## DIRECTION
Quote each line of the items below that includes the word "long".

## RECORDS SUPPLIED

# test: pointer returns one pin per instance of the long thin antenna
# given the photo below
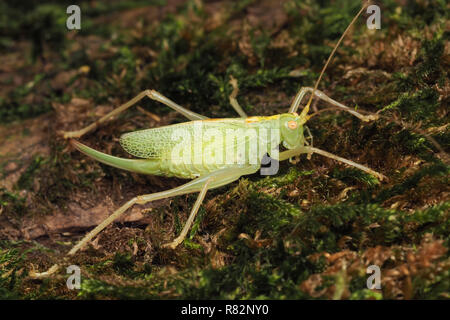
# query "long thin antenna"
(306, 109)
...
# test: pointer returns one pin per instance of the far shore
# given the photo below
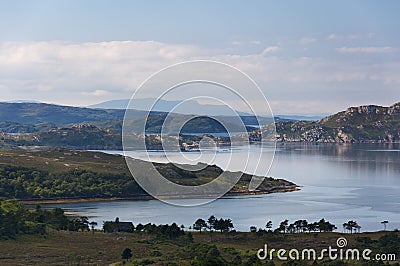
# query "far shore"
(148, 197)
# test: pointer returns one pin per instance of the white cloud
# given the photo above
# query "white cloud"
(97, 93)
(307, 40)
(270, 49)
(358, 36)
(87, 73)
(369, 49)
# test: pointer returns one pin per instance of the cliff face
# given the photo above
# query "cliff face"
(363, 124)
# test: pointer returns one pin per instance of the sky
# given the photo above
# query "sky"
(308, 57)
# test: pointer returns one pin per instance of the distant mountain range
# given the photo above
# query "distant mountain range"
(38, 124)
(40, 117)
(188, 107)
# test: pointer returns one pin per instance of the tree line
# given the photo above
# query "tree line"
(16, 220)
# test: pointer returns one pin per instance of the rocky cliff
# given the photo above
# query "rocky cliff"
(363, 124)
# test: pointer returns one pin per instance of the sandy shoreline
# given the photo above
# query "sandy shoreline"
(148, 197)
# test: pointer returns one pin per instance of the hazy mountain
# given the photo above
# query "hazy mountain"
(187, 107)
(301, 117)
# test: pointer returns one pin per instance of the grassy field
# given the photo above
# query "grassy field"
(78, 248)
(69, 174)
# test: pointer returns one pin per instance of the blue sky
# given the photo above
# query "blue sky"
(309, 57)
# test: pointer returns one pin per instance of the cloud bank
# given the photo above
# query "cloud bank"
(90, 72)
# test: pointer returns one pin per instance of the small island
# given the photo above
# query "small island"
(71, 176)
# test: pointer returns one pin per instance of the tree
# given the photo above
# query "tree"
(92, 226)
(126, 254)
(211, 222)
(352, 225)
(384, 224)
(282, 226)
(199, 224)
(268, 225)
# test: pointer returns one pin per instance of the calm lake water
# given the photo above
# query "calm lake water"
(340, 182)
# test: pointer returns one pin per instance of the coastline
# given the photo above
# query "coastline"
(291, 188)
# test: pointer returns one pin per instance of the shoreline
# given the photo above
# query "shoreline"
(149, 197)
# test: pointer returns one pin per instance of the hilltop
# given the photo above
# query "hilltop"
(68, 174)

## COMPLETE RESPONSE
# test: pointer returns one pin per instance of the long thin antenna
# query "long thin antenna"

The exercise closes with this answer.